## Passage given
— BEGIN —
Home » Developer & Programmer » Precompilers, OCI & OCCI » extproc OCI LOB Question (11g2 win32)
extproc OCI LOB Question [message #475196] Mon, 13 September 2010 12:04 Go to next message
cikic
Messages: 12
Registered: September 2006
Location: Austria
Junior Member
Hello!

I have never done something with C and would need some help. I need to bind libtidy tidy.sourceforge.net to oracle and I was able to compile a running example with char* and varchar2. But in real case I need to use clob, and I have no idea how to do so - since I was not able to find helpful documents on web.

Can you help me out (see comments):
//test3.dll

#include "tidy.h" 
#include "buffio.h"
— END —
## Required task 1
Summarize the forum post in two sentences.
## Required task 2
In the forum post, which data types did the poster's working compiled example use?
## Required task 3
Reproduce the stretch of the forum post from "extproc OCI LOB Question [message" through "documents on web.".

## Information provided
— BEGIN —
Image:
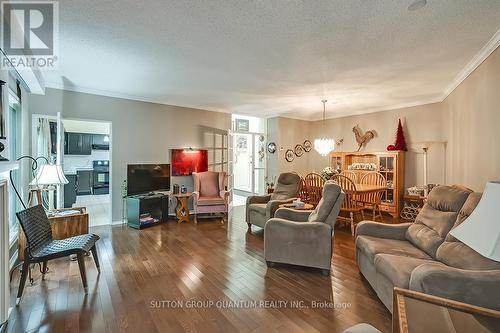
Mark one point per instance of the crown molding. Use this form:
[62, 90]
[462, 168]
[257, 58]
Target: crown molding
[471, 66]
[481, 56]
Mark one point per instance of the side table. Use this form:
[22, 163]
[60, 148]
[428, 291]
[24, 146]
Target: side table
[182, 208]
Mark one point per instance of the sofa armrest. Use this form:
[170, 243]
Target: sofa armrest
[481, 288]
[273, 205]
[382, 230]
[309, 232]
[258, 199]
[224, 195]
[293, 214]
[196, 195]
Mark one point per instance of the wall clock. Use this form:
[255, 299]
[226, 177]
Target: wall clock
[307, 145]
[271, 147]
[298, 150]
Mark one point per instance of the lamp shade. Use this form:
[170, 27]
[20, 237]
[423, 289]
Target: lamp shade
[481, 230]
[49, 174]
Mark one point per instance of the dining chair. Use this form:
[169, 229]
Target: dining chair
[351, 175]
[351, 205]
[314, 185]
[373, 200]
[41, 247]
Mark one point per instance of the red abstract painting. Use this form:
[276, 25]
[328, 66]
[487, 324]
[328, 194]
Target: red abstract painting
[187, 161]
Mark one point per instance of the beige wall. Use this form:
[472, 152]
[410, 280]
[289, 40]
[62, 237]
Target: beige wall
[462, 132]
[287, 133]
[141, 132]
[472, 116]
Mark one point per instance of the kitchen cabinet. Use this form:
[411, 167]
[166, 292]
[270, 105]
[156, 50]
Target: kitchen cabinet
[77, 143]
[100, 142]
[70, 191]
[84, 182]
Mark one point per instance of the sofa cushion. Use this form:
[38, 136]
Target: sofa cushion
[371, 246]
[210, 201]
[257, 209]
[209, 184]
[436, 218]
[455, 253]
[398, 269]
[287, 186]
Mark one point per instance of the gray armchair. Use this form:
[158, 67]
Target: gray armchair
[259, 209]
[304, 237]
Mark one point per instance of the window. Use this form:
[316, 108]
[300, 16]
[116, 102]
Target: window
[14, 141]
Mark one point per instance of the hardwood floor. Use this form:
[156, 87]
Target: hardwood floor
[175, 278]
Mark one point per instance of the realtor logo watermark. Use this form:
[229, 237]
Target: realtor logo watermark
[30, 34]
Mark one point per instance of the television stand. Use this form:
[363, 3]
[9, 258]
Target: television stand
[145, 210]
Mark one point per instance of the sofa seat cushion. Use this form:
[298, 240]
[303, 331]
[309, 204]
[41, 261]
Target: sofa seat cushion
[259, 209]
[456, 254]
[398, 269]
[210, 201]
[371, 246]
[436, 218]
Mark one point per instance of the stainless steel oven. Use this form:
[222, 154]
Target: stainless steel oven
[101, 177]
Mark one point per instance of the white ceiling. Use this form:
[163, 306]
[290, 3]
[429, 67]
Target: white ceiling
[271, 57]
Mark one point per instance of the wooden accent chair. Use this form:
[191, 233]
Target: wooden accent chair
[351, 204]
[303, 195]
[314, 185]
[373, 200]
[351, 175]
[41, 247]
[210, 194]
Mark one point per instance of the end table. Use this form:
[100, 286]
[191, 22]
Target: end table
[182, 208]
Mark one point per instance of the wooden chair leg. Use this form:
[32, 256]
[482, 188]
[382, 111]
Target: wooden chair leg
[352, 223]
[22, 283]
[81, 264]
[96, 259]
[44, 269]
[380, 214]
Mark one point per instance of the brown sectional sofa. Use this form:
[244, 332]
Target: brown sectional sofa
[422, 256]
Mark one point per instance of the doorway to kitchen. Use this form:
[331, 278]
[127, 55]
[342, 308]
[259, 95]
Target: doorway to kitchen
[85, 157]
[249, 157]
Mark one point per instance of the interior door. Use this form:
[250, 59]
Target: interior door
[259, 163]
[249, 162]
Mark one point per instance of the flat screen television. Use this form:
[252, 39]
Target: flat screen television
[145, 178]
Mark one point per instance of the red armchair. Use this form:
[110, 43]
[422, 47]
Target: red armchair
[210, 195]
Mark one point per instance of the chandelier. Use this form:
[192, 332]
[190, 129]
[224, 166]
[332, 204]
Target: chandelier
[324, 146]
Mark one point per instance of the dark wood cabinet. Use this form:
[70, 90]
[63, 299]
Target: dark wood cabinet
[77, 143]
[84, 182]
[100, 142]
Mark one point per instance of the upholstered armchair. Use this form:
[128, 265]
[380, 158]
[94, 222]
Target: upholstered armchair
[304, 238]
[210, 194]
[259, 209]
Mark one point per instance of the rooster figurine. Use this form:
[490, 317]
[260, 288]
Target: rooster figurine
[362, 139]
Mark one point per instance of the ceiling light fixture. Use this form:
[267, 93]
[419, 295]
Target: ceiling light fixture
[324, 145]
[416, 5]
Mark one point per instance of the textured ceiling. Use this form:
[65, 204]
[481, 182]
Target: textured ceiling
[270, 57]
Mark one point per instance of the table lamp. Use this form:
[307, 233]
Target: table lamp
[481, 230]
[48, 177]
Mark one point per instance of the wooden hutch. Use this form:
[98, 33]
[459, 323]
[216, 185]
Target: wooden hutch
[391, 164]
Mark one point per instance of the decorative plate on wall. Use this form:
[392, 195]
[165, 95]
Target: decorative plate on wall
[271, 147]
[298, 150]
[307, 145]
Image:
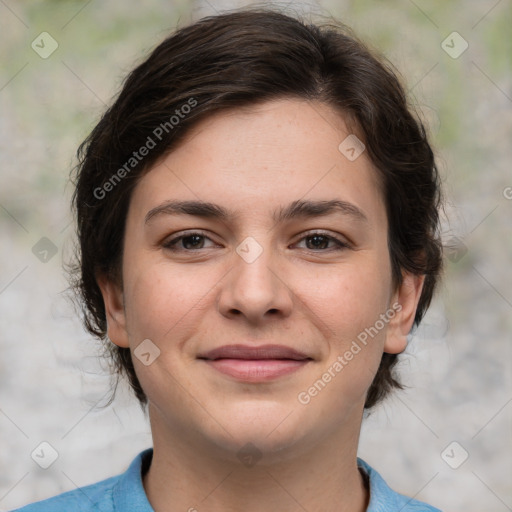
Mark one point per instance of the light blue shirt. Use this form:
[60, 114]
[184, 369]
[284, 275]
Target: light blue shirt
[125, 493]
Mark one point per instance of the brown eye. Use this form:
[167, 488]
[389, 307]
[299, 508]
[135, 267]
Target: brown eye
[320, 242]
[188, 242]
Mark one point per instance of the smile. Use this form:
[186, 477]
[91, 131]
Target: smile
[255, 364]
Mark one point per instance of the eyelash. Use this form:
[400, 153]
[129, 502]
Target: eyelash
[341, 245]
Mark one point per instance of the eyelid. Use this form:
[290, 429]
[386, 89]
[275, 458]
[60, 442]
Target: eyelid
[340, 243]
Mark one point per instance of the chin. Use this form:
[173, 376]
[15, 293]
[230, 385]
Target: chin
[265, 430]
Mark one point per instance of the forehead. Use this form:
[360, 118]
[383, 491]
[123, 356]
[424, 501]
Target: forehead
[254, 158]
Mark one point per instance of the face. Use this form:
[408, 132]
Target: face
[269, 264]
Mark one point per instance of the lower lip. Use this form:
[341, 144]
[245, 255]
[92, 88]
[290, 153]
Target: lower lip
[257, 370]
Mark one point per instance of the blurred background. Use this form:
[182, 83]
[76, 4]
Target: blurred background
[447, 439]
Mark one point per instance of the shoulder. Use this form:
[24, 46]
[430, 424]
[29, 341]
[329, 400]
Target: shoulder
[124, 493]
[96, 497]
[383, 498]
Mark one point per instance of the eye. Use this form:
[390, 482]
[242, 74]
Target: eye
[320, 241]
[190, 241]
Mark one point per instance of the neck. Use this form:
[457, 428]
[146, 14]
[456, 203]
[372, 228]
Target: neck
[186, 475]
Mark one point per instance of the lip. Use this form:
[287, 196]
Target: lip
[255, 364]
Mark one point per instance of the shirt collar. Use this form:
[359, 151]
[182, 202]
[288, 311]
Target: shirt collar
[129, 491]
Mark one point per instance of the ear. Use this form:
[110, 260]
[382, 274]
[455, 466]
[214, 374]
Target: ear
[404, 303]
[114, 309]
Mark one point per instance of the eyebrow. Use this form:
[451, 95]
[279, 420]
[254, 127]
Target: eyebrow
[296, 209]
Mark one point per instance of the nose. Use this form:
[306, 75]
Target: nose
[255, 289]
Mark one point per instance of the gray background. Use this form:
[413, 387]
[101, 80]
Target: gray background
[458, 365]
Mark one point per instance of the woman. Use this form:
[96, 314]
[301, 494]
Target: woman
[258, 226]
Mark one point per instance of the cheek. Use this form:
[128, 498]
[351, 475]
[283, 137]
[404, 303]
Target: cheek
[160, 301]
[348, 298]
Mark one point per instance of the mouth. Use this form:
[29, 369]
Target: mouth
[255, 364]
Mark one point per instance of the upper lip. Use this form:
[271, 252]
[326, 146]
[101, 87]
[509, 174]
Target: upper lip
[253, 352]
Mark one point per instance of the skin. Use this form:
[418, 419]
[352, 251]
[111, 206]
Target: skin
[315, 298]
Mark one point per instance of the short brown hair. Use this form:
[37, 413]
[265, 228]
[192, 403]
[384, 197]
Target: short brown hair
[237, 59]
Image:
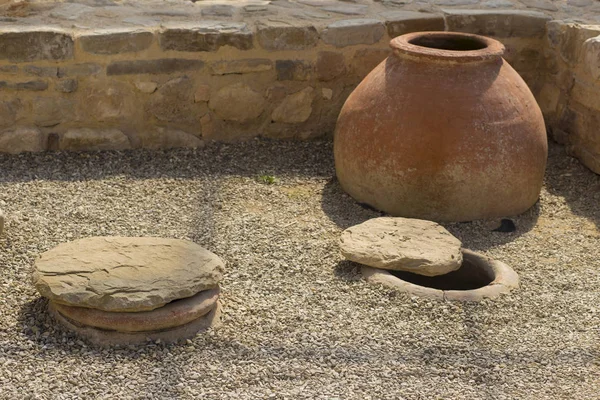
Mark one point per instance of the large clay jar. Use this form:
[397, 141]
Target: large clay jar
[444, 129]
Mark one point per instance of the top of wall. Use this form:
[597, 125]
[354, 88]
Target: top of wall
[93, 14]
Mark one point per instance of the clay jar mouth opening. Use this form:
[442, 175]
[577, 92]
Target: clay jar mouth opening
[469, 276]
[447, 46]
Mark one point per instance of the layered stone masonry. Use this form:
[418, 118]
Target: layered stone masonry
[182, 83]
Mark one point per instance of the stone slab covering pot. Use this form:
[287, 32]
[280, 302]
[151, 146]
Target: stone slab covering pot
[444, 129]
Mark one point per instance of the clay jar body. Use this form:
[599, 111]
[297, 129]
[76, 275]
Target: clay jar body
[444, 129]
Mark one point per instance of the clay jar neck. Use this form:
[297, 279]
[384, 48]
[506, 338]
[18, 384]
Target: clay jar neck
[447, 47]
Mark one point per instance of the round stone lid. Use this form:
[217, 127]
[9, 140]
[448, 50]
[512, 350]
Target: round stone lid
[125, 274]
[403, 244]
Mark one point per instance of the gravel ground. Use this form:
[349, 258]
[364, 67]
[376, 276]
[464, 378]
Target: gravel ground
[299, 322]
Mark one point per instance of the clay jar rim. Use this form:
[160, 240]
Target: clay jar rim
[430, 46]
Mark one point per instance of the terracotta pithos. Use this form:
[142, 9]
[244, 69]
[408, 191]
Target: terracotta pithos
[444, 129]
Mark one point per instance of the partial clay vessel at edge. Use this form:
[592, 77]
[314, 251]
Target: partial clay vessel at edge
[444, 129]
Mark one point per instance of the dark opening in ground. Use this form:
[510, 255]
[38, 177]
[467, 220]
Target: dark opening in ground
[468, 277]
[444, 42]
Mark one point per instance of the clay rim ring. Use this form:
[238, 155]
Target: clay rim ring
[479, 48]
[504, 279]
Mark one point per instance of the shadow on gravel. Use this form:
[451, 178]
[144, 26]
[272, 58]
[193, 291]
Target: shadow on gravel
[310, 158]
[348, 271]
[569, 179]
[342, 209]
[345, 212]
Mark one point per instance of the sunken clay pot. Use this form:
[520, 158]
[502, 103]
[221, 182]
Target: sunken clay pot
[444, 129]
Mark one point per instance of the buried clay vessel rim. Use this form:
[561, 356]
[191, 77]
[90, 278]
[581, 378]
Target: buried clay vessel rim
[447, 47]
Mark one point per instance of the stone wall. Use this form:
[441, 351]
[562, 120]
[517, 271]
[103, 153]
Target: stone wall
[185, 83]
[570, 97]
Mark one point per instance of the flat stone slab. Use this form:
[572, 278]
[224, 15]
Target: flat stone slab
[402, 244]
[176, 313]
[125, 274]
[502, 278]
[101, 337]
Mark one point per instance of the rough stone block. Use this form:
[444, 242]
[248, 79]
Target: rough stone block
[497, 23]
[160, 66]
[67, 85]
[329, 65]
[34, 86]
[92, 140]
[279, 36]
[9, 110]
[206, 36]
[28, 44]
[41, 71]
[293, 70]
[401, 22]
[116, 41]
[162, 138]
[353, 31]
[22, 140]
[295, 108]
[51, 111]
[146, 87]
[591, 51]
[237, 102]
[241, 66]
[174, 102]
[365, 60]
[9, 69]
[84, 69]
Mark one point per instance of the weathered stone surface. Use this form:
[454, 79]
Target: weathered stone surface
[202, 94]
[401, 22]
[84, 69]
[591, 55]
[93, 140]
[174, 102]
[206, 36]
[67, 85]
[329, 65]
[173, 314]
[9, 69]
[326, 93]
[402, 244]
[240, 66]
[237, 102]
[51, 111]
[501, 23]
[293, 70]
[102, 337]
[347, 9]
[160, 66]
[108, 101]
[41, 71]
[116, 41]
[279, 36]
[540, 4]
[162, 138]
[218, 10]
[34, 86]
[8, 112]
[365, 60]
[295, 108]
[125, 274]
[353, 31]
[22, 140]
[146, 87]
[33, 45]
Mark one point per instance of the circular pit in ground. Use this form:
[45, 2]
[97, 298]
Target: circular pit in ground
[478, 278]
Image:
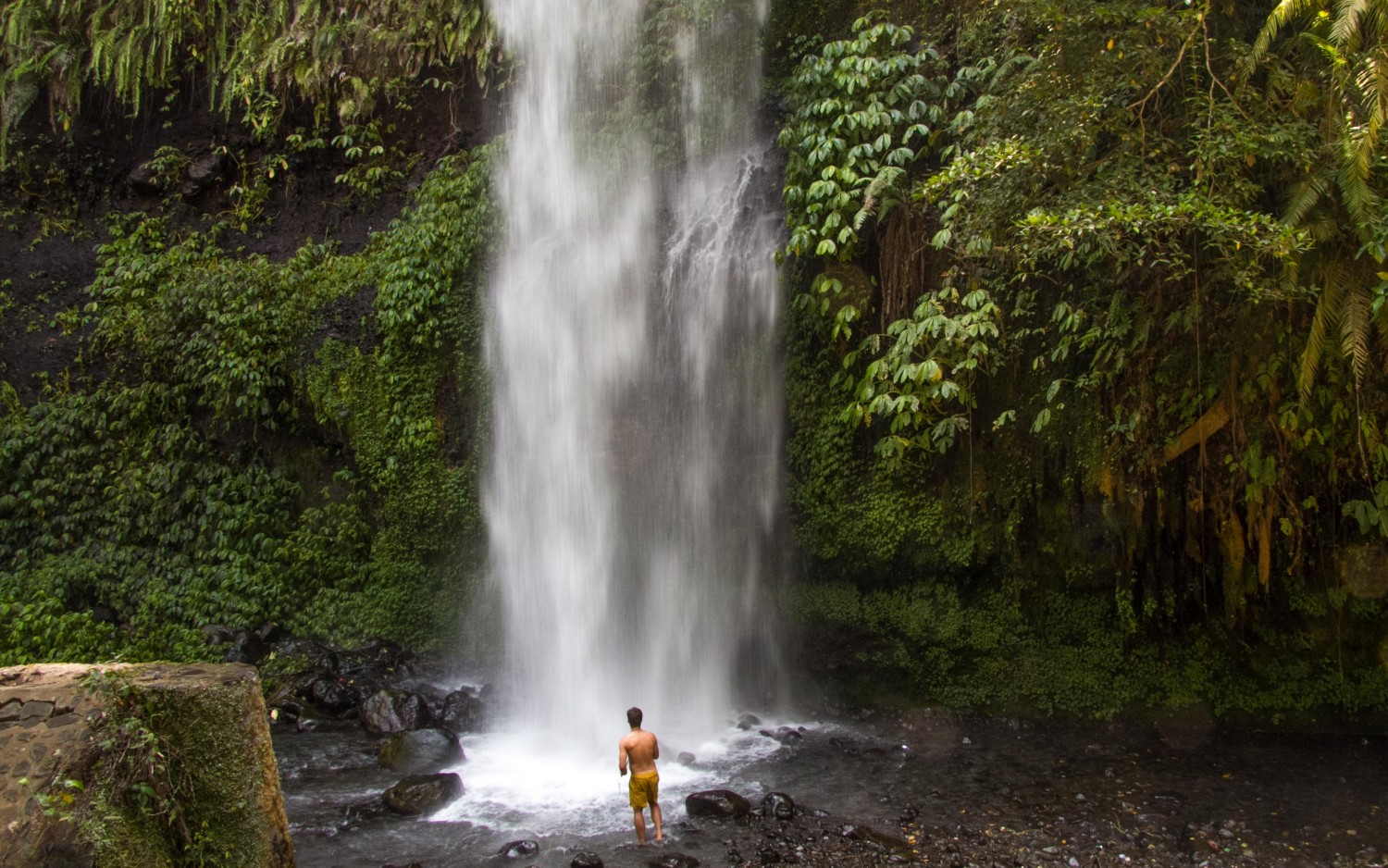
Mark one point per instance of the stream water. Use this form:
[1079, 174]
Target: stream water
[971, 792]
[633, 515]
[632, 499]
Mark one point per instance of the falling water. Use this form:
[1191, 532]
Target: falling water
[632, 502]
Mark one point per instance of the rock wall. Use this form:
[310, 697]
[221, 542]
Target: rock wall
[152, 764]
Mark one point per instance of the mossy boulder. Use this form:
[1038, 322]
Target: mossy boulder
[138, 765]
[421, 795]
[419, 750]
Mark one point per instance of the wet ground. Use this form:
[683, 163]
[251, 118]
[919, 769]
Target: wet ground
[915, 787]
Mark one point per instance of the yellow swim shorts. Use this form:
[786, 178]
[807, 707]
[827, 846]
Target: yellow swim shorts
[643, 789]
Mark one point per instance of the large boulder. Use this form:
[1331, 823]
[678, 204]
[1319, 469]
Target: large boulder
[718, 804]
[463, 712]
[69, 723]
[519, 849]
[419, 750]
[333, 695]
[421, 795]
[388, 712]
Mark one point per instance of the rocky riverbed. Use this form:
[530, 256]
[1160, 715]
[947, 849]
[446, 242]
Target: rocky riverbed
[388, 764]
[911, 787]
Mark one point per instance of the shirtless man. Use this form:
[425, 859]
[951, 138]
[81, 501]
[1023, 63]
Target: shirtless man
[643, 750]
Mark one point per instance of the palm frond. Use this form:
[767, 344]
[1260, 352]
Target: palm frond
[1355, 329]
[1329, 304]
[1284, 14]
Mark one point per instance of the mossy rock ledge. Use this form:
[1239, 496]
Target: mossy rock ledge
[77, 753]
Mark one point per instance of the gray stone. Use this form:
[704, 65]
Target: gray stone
[419, 795]
[419, 750]
[719, 804]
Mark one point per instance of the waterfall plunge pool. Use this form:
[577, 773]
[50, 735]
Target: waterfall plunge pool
[982, 792]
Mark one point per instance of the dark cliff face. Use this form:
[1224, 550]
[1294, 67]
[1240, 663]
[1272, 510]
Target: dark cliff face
[191, 166]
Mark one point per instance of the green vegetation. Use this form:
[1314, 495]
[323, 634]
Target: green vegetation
[168, 781]
[229, 473]
[1085, 349]
[249, 58]
[1098, 288]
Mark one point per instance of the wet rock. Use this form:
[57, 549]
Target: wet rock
[247, 646]
[144, 180]
[205, 171]
[719, 804]
[419, 795]
[388, 712]
[777, 806]
[519, 849]
[872, 837]
[333, 695]
[463, 712]
[785, 735]
[419, 750]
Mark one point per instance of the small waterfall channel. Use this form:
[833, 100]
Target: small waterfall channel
[632, 501]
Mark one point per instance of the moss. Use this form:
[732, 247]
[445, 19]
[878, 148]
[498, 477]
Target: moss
[186, 775]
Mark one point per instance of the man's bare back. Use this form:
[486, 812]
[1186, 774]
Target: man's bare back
[640, 749]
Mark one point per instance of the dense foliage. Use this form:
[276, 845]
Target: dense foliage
[235, 465]
[1085, 371]
[1121, 263]
[250, 58]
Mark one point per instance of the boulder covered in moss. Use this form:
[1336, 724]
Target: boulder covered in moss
[419, 750]
[124, 765]
[422, 795]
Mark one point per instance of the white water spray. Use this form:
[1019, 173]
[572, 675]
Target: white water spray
[633, 495]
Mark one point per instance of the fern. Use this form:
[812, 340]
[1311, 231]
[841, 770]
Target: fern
[244, 55]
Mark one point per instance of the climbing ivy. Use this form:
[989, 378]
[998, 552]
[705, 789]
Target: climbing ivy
[227, 471]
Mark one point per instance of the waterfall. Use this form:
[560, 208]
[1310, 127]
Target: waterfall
[632, 499]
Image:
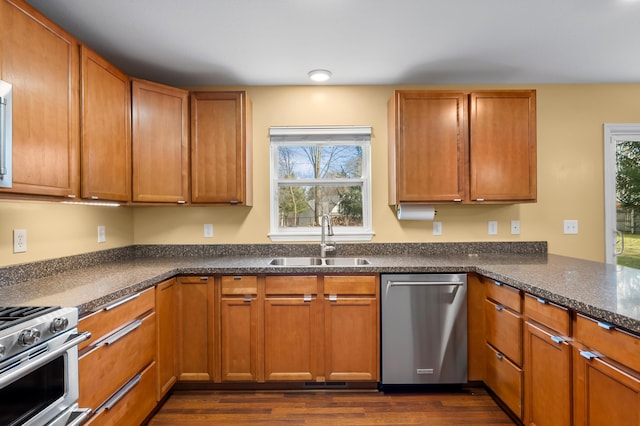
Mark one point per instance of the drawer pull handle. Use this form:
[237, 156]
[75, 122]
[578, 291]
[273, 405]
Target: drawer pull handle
[122, 392]
[605, 325]
[588, 355]
[123, 332]
[122, 301]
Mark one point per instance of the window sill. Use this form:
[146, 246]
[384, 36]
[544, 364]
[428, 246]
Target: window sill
[315, 237]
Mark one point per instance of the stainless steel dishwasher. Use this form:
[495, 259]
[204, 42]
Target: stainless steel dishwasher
[424, 329]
— END —
## Expected output 1
A poster with no prior C experience needs to bind libtidy to Oracle and has already compiled a working example that uses char* and varchar2. The actual use case requires clob, and the poster asks for help because they don't know how to do it and found no helpful documents on the web.

## Expected output 2
char* and varchar2.

## Expected output 3
extproc OCI LOB Question [message #475196] Mon, 13 September 2010 12:04 Go to next message
cikic
Messages: 12
Registered: September 2006
Location: Austria
Junior Member
Hello!

I have never done something with C and would need some help. I need to bind libtidy tidy.sourceforge.net to oracle and I was able to compile a running example with char* and varchar2. But in real case I need to use clob, and I have no idea how to do so - since I was not able to find helpful documents on web.